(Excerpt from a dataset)
^^^^
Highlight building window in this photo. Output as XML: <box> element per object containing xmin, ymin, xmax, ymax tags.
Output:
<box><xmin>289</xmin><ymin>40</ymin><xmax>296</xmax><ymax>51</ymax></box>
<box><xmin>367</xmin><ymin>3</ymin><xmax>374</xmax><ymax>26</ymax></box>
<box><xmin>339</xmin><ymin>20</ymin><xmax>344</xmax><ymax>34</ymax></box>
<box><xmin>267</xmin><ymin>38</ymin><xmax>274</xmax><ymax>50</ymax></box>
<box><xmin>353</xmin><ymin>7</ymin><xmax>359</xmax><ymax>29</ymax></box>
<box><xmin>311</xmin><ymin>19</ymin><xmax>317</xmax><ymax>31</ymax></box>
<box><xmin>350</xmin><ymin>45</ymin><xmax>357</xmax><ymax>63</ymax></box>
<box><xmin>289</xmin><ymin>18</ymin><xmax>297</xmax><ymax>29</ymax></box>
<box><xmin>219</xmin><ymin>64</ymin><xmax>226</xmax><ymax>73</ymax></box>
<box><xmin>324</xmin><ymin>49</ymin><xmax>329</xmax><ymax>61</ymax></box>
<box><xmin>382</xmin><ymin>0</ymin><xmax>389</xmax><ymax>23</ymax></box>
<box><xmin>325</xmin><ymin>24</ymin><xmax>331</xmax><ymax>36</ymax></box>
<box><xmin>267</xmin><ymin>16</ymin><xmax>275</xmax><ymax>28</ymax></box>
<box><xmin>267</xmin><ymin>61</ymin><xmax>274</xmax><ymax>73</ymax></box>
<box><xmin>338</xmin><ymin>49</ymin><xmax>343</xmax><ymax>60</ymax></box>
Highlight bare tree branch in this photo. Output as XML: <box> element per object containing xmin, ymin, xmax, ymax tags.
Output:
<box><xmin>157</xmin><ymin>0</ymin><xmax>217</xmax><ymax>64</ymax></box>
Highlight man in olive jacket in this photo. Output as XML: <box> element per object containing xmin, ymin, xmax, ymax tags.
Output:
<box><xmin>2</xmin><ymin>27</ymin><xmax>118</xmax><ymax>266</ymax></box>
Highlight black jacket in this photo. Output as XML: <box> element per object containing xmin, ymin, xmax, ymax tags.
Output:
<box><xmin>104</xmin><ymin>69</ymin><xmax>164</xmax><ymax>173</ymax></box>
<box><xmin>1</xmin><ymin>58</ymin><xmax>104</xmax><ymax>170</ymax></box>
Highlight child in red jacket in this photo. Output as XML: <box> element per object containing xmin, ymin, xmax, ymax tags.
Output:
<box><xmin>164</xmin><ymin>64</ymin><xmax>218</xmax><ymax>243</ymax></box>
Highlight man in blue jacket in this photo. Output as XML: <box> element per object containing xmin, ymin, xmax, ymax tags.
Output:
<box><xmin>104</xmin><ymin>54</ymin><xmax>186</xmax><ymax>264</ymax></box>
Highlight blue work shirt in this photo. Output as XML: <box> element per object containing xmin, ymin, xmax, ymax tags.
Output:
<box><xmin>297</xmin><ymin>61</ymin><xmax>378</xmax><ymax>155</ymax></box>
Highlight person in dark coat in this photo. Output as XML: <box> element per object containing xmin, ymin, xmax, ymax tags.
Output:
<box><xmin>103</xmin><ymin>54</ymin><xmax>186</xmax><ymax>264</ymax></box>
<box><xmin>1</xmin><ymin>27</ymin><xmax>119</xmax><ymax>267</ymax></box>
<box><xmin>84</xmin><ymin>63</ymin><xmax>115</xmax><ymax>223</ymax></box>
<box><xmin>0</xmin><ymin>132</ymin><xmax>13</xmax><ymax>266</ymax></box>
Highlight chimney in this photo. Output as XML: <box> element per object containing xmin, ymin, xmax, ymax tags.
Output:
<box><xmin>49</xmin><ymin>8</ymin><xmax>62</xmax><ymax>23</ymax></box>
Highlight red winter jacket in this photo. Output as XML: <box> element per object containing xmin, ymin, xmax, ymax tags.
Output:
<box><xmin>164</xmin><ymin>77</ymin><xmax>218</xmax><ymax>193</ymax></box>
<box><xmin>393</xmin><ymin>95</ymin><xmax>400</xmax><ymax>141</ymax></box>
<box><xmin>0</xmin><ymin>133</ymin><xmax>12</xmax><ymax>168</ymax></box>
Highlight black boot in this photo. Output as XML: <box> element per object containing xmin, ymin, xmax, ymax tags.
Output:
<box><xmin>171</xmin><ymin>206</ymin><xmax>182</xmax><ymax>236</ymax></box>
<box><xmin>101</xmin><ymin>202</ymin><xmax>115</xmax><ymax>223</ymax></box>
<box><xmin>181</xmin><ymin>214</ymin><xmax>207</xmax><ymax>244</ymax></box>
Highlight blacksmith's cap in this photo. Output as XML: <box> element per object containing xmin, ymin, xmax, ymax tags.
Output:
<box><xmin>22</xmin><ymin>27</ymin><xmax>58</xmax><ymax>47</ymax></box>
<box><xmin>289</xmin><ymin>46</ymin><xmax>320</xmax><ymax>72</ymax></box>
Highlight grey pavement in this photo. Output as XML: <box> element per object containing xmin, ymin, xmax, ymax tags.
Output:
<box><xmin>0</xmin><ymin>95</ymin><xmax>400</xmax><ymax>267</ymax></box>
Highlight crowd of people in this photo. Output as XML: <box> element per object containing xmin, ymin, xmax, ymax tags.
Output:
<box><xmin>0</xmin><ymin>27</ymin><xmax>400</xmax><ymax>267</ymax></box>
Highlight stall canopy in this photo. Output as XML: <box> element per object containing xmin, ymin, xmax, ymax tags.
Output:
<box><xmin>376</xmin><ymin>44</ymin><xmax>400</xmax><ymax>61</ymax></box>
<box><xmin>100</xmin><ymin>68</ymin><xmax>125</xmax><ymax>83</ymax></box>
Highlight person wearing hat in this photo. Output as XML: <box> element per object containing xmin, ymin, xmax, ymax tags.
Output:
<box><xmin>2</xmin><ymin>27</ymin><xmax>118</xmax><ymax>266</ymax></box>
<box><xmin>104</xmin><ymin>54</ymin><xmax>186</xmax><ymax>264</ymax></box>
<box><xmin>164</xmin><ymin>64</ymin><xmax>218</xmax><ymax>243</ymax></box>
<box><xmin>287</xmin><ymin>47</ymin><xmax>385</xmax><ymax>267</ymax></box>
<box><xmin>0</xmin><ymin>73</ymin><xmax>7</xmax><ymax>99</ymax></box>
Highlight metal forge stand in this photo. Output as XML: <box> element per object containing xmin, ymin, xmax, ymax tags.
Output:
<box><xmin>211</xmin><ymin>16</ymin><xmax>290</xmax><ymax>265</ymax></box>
^^^^
**WHAT IS REQUIRED**. Reproduce the material from the line containing "Highlight stall canopy" through the end, inclusive, keeping every line, including the requests. In the answers only, multiply each bounding-box coordinate by 1.65 and round to a whole number, with halves rounded up.

**THE RESULT**.
Highlight stall canopy in this photo. Output as XML: <box> element per object containing xmin, ymin, xmax, ymax tags.
Output:
<box><xmin>620</xmin><ymin>73</ymin><xmax>660</xmax><ymax>101</ymax></box>
<box><xmin>165</xmin><ymin>112</ymin><xmax>206</xmax><ymax>137</ymax></box>
Highlight person wearing hat in this photo. Output as XML: <box> element per object containing xmin, ymin, xmax, ymax tags.
Output:
<box><xmin>3</xmin><ymin>45</ymin><xmax>195</xmax><ymax>439</ymax></box>
<box><xmin>172</xmin><ymin>89</ymin><xmax>307</xmax><ymax>436</ymax></box>
<box><xmin>271</xmin><ymin>106</ymin><xmax>360</xmax><ymax>401</ymax></box>
<box><xmin>474</xmin><ymin>78</ymin><xmax>635</xmax><ymax>441</ymax></box>
<box><xmin>0</xmin><ymin>120</ymin><xmax>12</xmax><ymax>163</ymax></box>
Highlight metal forge stand in this photo. Output as XML: <box> element per object containing xmin, ymin, xmax, ymax tags.
Output:
<box><xmin>348</xmin><ymin>26</ymin><xmax>479</xmax><ymax>437</ymax></box>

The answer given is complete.